Problem to solve:
Please gather every line in the items below that contains the word "front".

Saved entries:
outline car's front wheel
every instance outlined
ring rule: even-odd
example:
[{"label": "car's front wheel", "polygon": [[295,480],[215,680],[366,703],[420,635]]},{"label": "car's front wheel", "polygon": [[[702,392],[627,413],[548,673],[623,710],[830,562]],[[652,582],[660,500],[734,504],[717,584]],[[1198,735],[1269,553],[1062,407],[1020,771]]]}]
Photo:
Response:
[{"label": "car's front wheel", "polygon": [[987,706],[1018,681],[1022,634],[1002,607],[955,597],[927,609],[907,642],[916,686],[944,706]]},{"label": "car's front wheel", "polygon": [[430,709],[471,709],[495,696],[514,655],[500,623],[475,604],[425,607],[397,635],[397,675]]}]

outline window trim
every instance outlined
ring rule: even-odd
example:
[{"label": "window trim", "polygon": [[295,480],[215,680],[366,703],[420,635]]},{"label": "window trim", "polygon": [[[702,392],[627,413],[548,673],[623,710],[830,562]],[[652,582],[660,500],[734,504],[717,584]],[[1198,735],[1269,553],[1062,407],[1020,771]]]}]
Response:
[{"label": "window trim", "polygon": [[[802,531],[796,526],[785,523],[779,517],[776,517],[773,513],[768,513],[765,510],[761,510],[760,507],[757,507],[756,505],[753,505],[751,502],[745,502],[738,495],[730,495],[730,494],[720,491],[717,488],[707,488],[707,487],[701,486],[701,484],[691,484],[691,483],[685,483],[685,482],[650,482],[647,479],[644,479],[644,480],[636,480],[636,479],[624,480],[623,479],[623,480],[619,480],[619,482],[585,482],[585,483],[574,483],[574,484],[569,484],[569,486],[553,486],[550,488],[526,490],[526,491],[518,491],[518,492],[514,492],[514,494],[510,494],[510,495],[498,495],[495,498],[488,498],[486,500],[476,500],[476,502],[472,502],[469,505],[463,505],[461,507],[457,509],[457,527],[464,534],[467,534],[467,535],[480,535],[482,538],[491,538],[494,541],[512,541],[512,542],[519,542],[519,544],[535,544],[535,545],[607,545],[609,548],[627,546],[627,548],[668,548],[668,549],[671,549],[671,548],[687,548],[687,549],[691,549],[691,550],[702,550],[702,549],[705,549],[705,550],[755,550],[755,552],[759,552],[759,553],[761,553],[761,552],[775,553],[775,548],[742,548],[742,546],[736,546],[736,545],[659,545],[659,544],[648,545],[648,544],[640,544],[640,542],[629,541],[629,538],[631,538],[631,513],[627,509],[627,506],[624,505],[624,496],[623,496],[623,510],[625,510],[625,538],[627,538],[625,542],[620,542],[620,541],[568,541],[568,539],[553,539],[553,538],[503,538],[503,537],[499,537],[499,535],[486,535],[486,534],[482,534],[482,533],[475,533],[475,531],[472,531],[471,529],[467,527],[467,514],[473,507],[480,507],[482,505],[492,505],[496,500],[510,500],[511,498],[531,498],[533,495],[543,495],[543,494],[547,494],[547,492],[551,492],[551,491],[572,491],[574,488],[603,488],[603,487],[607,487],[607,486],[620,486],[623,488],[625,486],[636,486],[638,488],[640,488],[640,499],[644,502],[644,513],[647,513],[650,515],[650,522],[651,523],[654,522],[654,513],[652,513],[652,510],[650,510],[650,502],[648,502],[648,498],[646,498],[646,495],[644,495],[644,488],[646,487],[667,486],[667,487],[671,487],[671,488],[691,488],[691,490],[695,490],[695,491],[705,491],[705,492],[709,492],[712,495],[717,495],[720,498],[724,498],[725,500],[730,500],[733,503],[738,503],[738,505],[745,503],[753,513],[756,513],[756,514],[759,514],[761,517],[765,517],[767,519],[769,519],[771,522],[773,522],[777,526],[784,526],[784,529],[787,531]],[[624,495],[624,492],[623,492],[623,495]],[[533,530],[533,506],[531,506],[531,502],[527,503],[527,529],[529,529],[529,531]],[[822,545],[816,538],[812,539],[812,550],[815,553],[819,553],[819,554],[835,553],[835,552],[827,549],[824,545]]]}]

Reply to the task:
outline car's front wheel
[{"label": "car's front wheel", "polygon": [[295,480],[215,680],[366,703],[420,635]]},{"label": "car's front wheel", "polygon": [[[702,392],[627,413],[548,673],[623,710],[830,562]],[[652,582],[660,500],[734,504],[717,584]],[[1198,735],[1269,553],[1062,407],[1020,771]]]}]
[{"label": "car's front wheel", "polygon": [[987,706],[1018,681],[1022,634],[1002,607],[955,597],[927,609],[907,642],[916,686],[944,706]]},{"label": "car's front wheel", "polygon": [[430,709],[471,709],[495,696],[514,655],[500,623],[475,604],[425,607],[397,635],[397,675]]}]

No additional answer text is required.